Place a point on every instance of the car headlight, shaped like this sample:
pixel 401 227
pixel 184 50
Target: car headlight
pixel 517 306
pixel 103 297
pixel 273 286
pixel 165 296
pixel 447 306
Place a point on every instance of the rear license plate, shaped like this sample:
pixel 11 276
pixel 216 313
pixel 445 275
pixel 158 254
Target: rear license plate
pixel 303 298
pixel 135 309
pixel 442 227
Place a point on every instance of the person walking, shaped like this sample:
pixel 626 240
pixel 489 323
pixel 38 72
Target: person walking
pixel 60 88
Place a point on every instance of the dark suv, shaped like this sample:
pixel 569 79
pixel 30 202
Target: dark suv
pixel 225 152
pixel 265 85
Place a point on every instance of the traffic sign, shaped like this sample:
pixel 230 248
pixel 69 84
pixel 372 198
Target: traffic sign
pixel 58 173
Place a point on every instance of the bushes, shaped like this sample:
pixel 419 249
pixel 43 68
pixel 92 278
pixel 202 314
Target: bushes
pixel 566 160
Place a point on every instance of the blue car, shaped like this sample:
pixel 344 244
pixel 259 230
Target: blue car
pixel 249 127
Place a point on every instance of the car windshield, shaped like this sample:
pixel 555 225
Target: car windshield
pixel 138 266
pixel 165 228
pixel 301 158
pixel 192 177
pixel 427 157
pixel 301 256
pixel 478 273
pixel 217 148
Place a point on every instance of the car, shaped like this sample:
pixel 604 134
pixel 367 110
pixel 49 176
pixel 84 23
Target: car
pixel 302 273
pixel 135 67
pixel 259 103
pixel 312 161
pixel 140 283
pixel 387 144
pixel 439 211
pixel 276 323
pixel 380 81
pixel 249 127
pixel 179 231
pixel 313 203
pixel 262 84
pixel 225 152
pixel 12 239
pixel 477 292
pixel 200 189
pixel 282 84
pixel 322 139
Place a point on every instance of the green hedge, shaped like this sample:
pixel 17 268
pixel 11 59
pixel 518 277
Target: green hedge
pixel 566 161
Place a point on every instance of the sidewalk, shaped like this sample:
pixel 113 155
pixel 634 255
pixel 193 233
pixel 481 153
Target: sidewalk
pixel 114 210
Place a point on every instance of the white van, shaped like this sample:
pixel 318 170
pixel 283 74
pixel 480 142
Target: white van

====

• **Your objective**
The required output is an exact retyping of the lines from the one that contains "Target: green hedge" through the last line of the material above.

• **Answer to this problem**
Target: green hedge
pixel 566 161
Place a point on every instance of the sidewalk, shaped like this sample:
pixel 113 155
pixel 634 255
pixel 193 233
pixel 481 153
Target: sidewalk
pixel 114 210
Place a point on every instance of the white van, shaped like this sample:
pixel 318 170
pixel 283 74
pixel 480 142
Target: white van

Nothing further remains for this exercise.